DATA LINES
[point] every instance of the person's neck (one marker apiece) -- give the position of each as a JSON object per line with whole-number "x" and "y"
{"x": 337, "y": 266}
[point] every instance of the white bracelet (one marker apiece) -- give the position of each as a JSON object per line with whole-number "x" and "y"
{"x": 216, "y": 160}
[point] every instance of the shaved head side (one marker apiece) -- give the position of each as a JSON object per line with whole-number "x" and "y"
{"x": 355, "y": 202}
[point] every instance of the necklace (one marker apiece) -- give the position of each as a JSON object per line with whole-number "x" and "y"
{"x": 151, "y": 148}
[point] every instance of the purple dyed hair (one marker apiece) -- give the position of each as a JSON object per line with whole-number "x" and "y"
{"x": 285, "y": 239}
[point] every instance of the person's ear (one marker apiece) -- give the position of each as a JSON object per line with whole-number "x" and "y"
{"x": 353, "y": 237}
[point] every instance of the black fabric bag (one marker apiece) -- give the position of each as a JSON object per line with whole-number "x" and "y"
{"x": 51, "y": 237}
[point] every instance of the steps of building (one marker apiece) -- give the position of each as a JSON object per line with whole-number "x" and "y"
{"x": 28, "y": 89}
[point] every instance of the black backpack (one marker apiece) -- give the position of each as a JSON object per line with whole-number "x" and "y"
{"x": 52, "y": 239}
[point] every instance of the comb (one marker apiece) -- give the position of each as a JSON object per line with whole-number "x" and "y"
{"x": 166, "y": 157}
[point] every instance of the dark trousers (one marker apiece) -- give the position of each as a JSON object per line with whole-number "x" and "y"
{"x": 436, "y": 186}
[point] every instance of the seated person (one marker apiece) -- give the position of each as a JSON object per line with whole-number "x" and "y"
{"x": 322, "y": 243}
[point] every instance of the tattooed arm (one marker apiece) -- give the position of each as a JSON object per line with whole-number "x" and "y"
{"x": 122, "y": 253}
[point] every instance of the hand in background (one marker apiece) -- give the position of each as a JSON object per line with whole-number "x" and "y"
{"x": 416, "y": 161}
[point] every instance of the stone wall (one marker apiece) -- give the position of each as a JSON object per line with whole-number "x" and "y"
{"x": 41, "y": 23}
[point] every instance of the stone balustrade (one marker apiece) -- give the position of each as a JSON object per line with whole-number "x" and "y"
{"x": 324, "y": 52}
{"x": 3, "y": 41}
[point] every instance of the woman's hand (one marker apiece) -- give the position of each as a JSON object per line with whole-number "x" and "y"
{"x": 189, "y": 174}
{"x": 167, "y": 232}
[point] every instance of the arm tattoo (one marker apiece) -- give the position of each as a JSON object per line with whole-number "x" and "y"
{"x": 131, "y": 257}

PROBLEM DESCRIPTION
Output the records exactly, including every line.

FULL SOLUTION
[point] every instance of the person's neck (one marker apiece) -- give the position of each as a JSON object per line with whole-number "x" and "y"
{"x": 337, "y": 266}
[point] every instance of the white bracelet (one marker apiece) -- give the position of each as a JSON object per line with whole-number "x" and "y"
{"x": 216, "y": 160}
[point] every instance of the shaved head side (one marker apiece) -- give the position of each as a JSON object per line with whole-number "x" and "y"
{"x": 355, "y": 202}
[point] every instance of the necklace (one marker apiece) -- give the position of each as a JSON object per line with whole-number "x" and "y"
{"x": 151, "y": 148}
[point] every instance of the purple dyed hair (one marker apiece) -- give the position of each as a JSON object per line with whole-number "x" and "y"
{"x": 285, "y": 239}
[point] every instance of the person's ear (one marker apiece) -- give the position of each as a JSON object per line with whole-number "x" and "y"
{"x": 353, "y": 237}
[point] every instance of the black fabric bag (one marker apiece) -- give the position of each as a JSON object per line with whole-number "x" and "y"
{"x": 51, "y": 237}
[point] every instance of the steps of building (one marker apiece) -- give the position of each as a JSON object per line with whole-number "x" and "y"
{"x": 28, "y": 89}
[point] every instance of the black backpack (one marker apiece) -- give the position of each as a JSON object per line with whole-number "x" and "y"
{"x": 52, "y": 239}
[point] every instance of the comb (one marker apiece) -- give the position of each as a JSON object per line with whole-number "x" and "y"
{"x": 166, "y": 157}
[point] every instance of the dark trousers (one marker apiece) -- give the position of each as a JSON object per line with whole-number "x" and "y"
{"x": 436, "y": 186}
[point] every instance of the seated person (one marker apiece) -- give the position of each as a JSON object per line with whole-number "x" and "y"
{"x": 322, "y": 243}
[point] every instance of the tattooed arm (one marker apiece) -- give the position of each as a JSON object per line with whole-number "x" and "y"
{"x": 122, "y": 253}
[point] every instance of the hand in background (one marker apiece) -- give the position of each as a JSON object per line with whole-number "x" and "y"
{"x": 416, "y": 161}
[point] every instance of the stone wall (one marker apiece) -- give the position of each as a JSON object per line with whole-number "x" and "y"
{"x": 41, "y": 23}
[point] every instance of the stone balustrade (one marker apiece) -- give the position of each as a JSON object per line with whole-number "x" and "y"
{"x": 324, "y": 52}
{"x": 3, "y": 41}
[point] every instance of the woman's hand (one marker apiece) -- give the position of each as a JSON object per line with whole-number "x" and "y"
{"x": 189, "y": 174}
{"x": 167, "y": 232}
[point] every instance of the arm tattoo (one marker apiece) -- give the position of each as a JSON object per line with whole-number "x" and "y"
{"x": 131, "y": 257}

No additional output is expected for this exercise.